*What to produce*
List every line below that contains the string "wooden", treating uppercase and lowercase as distinct.

--- start ---

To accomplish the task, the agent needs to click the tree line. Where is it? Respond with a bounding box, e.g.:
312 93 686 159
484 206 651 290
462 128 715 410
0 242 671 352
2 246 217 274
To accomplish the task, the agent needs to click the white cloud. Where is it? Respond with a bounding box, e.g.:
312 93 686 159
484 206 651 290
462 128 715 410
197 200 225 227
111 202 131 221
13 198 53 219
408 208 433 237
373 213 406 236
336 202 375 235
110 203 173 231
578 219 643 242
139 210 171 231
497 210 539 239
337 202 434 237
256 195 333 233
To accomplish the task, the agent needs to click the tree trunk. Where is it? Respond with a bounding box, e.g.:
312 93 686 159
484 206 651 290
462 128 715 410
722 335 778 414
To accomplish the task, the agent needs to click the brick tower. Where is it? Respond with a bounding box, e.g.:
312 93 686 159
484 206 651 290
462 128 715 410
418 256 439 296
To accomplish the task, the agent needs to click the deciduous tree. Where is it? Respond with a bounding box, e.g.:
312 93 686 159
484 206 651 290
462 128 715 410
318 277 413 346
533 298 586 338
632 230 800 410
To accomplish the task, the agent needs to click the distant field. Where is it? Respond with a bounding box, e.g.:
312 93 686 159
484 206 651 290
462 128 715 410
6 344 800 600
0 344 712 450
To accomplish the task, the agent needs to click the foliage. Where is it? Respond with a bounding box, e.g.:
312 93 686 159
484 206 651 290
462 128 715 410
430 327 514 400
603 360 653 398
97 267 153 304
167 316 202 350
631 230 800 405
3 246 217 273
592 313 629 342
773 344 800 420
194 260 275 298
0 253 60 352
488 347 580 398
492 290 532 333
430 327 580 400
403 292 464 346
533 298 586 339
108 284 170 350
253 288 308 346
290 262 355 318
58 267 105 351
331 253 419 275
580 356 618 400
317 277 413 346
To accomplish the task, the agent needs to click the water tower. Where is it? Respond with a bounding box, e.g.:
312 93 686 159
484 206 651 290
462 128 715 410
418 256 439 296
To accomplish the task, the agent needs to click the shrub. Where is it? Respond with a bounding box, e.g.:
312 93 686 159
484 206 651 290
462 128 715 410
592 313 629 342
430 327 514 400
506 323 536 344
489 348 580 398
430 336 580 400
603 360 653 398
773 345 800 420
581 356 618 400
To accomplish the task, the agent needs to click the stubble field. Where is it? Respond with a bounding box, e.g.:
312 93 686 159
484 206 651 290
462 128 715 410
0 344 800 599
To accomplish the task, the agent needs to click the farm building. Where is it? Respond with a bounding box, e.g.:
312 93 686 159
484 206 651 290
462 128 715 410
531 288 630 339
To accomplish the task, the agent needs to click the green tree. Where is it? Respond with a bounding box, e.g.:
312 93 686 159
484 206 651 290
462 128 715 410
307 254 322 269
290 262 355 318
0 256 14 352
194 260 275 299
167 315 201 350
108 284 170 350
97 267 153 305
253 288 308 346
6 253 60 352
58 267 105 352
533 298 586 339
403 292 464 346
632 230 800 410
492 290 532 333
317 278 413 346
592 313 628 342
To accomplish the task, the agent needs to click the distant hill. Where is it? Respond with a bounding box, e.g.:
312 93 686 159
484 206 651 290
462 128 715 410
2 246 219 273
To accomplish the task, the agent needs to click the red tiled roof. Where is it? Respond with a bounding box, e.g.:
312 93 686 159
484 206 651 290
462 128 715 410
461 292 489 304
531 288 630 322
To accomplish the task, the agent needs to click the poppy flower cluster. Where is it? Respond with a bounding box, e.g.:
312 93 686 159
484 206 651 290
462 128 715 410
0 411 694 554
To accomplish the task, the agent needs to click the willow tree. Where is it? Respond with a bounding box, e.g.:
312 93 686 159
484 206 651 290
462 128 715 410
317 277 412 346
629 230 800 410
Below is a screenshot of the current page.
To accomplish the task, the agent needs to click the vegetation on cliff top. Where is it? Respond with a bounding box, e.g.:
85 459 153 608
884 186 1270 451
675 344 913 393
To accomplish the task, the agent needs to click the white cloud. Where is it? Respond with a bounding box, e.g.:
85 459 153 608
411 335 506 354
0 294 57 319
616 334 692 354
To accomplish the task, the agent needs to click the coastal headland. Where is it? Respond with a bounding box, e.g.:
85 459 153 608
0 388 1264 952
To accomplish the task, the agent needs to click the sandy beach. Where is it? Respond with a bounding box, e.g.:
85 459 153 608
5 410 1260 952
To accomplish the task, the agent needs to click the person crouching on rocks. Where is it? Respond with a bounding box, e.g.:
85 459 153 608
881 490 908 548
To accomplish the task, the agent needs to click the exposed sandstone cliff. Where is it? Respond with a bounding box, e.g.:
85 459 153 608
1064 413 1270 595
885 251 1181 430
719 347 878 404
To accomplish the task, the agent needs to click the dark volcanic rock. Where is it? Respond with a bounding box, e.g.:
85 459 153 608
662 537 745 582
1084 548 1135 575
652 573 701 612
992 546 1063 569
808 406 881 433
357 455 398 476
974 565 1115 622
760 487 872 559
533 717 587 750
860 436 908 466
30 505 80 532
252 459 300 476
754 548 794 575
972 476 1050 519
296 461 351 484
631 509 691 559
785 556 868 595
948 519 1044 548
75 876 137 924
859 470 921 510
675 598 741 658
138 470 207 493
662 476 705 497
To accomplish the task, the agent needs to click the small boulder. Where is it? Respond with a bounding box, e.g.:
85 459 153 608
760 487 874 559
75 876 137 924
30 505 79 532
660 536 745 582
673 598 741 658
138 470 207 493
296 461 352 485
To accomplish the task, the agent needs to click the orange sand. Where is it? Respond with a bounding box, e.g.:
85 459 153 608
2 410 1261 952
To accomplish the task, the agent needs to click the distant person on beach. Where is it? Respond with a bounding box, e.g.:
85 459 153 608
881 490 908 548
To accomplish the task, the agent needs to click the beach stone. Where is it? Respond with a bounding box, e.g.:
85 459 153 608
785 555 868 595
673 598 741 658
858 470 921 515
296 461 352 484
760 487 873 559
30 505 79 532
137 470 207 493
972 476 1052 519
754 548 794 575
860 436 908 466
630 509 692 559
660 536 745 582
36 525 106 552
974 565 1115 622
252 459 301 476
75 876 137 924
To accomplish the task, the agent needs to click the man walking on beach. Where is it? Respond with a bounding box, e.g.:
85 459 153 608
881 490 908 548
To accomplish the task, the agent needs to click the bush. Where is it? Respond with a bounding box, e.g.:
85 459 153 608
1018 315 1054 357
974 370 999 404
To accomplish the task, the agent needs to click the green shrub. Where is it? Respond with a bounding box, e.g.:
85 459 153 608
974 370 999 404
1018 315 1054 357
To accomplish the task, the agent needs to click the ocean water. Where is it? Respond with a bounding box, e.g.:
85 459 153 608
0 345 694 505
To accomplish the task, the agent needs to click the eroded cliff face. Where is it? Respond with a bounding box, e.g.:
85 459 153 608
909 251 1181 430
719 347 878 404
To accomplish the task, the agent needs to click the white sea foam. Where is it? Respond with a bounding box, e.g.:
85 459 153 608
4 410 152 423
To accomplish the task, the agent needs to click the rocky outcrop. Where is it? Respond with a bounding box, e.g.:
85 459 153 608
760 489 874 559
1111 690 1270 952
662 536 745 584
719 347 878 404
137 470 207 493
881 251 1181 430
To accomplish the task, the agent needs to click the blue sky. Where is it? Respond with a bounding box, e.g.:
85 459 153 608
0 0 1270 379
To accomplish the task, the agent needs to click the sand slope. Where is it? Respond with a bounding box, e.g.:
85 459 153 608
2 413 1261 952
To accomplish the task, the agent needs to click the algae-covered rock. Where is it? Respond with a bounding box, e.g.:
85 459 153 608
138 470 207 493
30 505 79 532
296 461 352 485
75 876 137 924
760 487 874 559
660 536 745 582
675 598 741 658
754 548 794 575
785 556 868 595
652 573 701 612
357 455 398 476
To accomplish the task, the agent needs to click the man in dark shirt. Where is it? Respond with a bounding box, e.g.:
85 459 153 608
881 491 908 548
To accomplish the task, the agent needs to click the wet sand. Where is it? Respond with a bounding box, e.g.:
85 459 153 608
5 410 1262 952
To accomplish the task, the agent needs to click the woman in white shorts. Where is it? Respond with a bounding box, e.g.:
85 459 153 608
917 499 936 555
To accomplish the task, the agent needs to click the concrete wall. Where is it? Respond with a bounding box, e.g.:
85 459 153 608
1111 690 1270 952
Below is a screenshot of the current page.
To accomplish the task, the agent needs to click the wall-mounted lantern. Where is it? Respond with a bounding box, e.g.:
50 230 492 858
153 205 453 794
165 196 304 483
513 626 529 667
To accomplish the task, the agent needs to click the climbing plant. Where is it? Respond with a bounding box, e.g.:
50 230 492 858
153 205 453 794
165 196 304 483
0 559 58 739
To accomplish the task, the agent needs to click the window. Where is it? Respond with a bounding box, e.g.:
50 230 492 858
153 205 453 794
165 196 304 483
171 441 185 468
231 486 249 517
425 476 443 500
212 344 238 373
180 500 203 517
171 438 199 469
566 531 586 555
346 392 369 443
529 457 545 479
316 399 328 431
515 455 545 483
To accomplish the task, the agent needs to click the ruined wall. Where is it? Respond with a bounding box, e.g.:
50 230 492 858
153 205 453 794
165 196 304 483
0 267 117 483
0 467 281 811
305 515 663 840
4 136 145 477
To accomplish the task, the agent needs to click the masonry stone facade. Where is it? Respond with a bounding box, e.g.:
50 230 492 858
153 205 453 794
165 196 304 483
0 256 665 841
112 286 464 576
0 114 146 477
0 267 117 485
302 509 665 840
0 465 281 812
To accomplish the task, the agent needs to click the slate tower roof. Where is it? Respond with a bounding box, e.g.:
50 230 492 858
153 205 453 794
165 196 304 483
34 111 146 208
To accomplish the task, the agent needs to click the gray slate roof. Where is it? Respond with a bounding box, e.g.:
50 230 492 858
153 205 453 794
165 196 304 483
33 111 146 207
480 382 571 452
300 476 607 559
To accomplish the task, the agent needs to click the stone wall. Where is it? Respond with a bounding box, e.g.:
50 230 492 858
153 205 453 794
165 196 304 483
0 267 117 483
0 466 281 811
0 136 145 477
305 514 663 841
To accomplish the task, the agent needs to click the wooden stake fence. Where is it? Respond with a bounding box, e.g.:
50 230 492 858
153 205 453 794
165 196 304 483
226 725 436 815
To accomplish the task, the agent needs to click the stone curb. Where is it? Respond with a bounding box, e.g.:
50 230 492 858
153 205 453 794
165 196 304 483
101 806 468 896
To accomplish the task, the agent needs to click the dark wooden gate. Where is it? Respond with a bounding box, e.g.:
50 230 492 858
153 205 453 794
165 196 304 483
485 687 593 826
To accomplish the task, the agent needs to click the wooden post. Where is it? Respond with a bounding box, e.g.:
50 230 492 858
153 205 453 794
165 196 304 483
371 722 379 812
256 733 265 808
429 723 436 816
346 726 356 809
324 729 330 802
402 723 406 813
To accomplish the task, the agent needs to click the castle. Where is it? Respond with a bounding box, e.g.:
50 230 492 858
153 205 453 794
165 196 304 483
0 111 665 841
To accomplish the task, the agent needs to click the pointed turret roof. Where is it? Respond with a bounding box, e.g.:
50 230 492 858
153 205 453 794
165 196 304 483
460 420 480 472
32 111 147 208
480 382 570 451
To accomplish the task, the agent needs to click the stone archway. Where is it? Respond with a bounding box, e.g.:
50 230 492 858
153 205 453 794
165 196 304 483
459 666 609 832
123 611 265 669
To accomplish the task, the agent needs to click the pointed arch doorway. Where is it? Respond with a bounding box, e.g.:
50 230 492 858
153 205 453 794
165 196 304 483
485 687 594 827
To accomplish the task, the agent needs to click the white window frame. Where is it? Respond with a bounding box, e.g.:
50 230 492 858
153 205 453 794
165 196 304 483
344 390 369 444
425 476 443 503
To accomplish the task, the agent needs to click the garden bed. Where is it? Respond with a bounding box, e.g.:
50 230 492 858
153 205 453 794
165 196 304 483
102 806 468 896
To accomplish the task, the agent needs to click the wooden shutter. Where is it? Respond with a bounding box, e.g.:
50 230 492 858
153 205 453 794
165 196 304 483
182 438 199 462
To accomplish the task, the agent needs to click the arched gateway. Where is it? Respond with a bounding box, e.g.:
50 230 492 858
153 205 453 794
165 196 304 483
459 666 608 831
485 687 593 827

--- end ---

*In response*
To accomplish the task, the agent needs to click the wooden stake fence. Where is it? Respond with a bounding box, e.g.:
To accomplish the task, the agent needs to click the dark wooden gate. Where is it? Respond with a bounding box, e.g.:
To accomplish the task, the agent needs to click the wooden post. Where is it? Respond with a bounding box, e.g.:
To accomplish the task, the agent needs to click the wooden shutter. Where is it? Respond with a bounding box, e.g.:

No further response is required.